» What to work on
Quote the records below word for word, from the line containing "Find the yellow leaf" through the line containing "(450, 1108)". Reproduce only that stretch.

== == ==

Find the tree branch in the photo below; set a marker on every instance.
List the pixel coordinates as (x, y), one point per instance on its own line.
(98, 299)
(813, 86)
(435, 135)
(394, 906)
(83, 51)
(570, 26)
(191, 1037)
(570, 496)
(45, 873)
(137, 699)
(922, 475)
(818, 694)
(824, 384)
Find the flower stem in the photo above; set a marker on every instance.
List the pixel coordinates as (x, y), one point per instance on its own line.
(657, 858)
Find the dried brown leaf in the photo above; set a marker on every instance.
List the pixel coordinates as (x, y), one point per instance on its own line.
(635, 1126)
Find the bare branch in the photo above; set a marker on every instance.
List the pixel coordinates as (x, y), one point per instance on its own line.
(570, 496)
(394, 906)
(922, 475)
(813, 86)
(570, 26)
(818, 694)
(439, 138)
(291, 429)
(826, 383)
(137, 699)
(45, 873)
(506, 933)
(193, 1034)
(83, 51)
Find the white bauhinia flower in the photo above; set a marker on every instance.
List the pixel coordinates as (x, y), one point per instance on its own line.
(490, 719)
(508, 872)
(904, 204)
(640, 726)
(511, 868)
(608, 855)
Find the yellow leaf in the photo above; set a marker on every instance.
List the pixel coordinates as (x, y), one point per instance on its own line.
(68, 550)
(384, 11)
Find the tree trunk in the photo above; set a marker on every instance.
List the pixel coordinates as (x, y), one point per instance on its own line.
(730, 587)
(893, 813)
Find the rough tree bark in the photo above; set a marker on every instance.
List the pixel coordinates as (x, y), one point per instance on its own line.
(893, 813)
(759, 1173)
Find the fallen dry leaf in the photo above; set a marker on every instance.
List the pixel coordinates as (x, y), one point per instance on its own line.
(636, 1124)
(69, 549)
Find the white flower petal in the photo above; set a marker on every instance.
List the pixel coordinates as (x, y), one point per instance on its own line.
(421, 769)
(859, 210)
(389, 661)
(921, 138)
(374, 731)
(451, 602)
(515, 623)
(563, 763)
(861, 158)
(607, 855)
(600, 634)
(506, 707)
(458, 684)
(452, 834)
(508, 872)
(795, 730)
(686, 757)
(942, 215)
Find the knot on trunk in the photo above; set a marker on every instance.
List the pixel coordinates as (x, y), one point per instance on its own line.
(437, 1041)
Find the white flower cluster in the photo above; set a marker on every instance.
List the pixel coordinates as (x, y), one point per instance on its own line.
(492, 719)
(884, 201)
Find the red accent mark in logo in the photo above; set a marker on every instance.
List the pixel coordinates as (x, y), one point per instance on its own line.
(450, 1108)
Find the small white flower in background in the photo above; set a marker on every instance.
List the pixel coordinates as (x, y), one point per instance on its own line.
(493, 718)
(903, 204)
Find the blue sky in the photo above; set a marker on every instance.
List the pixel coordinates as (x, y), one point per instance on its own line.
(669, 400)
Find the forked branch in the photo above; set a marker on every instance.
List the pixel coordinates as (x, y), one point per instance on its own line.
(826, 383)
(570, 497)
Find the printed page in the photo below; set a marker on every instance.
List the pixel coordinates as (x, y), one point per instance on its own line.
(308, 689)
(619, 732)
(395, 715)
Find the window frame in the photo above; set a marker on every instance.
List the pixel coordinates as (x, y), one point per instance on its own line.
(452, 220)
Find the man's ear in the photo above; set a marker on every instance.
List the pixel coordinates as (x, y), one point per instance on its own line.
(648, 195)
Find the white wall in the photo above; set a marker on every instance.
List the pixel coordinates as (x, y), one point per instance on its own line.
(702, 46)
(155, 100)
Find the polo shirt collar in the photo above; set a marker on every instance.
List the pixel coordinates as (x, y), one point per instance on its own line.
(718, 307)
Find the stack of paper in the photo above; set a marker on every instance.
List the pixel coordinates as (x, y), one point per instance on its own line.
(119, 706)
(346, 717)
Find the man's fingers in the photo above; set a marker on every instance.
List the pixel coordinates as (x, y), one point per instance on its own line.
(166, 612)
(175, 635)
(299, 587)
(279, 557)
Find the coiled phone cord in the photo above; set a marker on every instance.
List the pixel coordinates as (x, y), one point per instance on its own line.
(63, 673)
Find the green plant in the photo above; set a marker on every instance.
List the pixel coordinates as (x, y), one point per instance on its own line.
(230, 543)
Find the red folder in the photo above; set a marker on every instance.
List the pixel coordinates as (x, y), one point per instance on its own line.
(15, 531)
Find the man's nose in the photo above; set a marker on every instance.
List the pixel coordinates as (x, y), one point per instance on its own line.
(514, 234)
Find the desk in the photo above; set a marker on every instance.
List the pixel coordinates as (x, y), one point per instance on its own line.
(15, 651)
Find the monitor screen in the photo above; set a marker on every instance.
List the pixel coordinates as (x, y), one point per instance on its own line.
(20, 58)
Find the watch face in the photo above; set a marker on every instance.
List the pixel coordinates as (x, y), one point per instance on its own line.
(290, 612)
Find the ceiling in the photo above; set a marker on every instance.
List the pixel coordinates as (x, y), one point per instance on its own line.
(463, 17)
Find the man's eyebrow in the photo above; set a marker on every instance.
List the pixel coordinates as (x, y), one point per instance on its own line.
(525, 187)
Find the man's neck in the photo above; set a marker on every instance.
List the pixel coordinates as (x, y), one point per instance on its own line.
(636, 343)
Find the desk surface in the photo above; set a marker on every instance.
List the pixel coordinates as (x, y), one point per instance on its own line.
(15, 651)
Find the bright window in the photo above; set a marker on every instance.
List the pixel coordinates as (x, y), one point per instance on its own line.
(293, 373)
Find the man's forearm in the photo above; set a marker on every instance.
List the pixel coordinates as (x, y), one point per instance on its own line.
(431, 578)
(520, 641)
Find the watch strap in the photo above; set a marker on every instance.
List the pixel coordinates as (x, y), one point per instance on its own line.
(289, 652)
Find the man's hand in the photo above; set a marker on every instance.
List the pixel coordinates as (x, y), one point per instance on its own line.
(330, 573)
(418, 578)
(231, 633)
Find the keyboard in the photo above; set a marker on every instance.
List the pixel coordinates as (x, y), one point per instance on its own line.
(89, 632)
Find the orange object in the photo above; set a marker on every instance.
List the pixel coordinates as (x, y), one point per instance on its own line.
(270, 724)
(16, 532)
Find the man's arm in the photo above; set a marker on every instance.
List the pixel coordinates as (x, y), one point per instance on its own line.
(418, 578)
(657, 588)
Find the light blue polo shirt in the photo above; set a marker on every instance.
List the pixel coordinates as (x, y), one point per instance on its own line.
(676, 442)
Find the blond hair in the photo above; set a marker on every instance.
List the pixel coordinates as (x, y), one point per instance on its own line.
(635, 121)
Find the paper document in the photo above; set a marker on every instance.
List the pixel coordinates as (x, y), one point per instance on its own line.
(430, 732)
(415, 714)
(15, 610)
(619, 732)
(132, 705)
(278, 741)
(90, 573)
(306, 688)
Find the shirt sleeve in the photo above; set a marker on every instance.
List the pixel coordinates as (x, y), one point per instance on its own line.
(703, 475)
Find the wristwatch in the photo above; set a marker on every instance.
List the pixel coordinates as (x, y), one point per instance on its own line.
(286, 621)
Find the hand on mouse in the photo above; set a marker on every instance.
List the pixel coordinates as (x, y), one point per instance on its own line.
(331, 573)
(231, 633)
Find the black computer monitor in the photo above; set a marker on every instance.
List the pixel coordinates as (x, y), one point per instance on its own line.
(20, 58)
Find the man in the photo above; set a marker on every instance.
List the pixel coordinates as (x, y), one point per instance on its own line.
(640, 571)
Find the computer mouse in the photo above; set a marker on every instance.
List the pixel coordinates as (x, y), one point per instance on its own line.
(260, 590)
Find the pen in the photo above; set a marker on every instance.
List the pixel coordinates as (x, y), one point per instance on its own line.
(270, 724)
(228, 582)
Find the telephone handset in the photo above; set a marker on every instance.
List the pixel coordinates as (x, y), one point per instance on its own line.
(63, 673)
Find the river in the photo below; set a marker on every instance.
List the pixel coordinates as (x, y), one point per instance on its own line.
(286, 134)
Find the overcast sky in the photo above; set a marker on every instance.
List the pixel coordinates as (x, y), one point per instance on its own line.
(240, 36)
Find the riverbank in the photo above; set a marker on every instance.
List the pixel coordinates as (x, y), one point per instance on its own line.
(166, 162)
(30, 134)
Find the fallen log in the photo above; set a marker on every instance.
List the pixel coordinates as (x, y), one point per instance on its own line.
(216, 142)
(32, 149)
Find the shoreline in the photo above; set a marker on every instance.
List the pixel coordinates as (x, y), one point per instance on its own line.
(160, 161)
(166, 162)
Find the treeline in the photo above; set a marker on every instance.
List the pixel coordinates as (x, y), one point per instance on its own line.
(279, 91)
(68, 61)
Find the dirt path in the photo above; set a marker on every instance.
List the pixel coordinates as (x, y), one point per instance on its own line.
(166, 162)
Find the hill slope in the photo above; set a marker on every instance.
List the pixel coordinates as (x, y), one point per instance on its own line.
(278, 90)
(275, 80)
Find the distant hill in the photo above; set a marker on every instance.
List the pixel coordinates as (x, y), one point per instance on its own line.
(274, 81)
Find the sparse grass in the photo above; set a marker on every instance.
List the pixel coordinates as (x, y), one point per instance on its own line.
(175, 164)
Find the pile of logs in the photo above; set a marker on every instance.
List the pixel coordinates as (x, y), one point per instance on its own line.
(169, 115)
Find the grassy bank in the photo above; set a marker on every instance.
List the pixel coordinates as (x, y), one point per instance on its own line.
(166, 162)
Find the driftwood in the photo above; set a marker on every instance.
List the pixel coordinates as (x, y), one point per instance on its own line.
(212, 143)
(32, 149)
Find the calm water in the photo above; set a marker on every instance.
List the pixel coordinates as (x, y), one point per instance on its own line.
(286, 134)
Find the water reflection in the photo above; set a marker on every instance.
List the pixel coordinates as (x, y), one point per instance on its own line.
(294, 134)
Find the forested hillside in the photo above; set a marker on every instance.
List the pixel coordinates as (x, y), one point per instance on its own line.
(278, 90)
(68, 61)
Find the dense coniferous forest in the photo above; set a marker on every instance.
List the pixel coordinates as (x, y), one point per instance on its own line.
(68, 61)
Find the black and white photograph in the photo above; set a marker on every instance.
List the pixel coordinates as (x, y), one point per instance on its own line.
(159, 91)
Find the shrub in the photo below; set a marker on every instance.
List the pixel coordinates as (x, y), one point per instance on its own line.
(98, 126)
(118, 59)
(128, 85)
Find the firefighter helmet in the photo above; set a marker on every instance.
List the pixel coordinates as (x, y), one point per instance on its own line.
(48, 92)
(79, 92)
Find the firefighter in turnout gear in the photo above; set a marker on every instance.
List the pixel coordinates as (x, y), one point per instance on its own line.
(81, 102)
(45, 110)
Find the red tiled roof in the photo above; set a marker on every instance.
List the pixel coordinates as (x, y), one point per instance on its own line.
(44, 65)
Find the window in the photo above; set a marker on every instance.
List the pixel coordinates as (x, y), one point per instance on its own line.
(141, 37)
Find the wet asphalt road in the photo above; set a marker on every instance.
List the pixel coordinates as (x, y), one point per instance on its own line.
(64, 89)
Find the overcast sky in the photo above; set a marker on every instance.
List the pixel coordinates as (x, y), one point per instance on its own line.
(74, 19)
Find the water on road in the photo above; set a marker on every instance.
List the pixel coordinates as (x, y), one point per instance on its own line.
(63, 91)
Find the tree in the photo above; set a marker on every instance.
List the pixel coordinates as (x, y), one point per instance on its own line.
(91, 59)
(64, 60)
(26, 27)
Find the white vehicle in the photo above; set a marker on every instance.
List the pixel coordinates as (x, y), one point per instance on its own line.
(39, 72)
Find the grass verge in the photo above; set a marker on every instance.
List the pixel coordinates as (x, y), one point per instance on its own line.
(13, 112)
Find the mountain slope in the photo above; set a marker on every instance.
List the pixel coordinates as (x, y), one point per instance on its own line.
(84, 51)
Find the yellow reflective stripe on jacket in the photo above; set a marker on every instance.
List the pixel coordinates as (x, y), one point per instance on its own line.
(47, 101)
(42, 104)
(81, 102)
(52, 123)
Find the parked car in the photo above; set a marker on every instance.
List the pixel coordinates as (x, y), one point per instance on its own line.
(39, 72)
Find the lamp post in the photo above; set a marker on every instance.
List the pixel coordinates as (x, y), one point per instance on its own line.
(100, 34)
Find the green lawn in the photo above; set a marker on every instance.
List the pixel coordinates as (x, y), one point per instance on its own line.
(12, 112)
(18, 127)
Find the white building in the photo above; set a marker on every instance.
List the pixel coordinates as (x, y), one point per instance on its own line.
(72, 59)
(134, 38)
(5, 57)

== == ==

» Answer to this exercise
Find the yellow leaf in the photo above; set a marker on every instance.
List the pixel coordinates as (x, y), one point per instance on its own line.
(68, 550)
(384, 11)
Find the tree trunk in the photo above; set a marker on every instance.
List the pixel coordinates as (x, y), one point per instance on its own line.
(730, 587)
(893, 813)
Find the rough tree bark in the photo above; set a marker on every instance.
List the pixel coordinates as (x, y), one point per instance on its own line.
(893, 813)
(759, 1173)
Find the fallen dry leaf in the photo above; set a marker on every instance.
List the pixel coordinates as (x, y), one point per instance on its own line.
(636, 1124)
(69, 549)
Find the white flower petal in the photo above; set a marker on every instance.
List the pixel coordinates as (x, y), one point per instance on its own line.
(421, 769)
(859, 210)
(389, 661)
(921, 138)
(374, 731)
(451, 602)
(515, 623)
(563, 763)
(861, 158)
(607, 855)
(600, 634)
(506, 707)
(458, 684)
(452, 834)
(508, 872)
(795, 730)
(686, 757)
(942, 215)
Find the knot on trunk in the photo above; set a marker on every instance.
List the pixel coordinates as (x, y), one point per instance on its own line.
(437, 1041)
Find the white flower cluster in the photo above; set a marker on every instance.
List the pixel coordinates as (x, y), one point per instance on its own line.
(492, 719)
(884, 201)
Find the red accent mark in logo in the photo above; set a marker on every instance.
List the pixel coordinates as (x, y), one point per instance on its own line.
(450, 1108)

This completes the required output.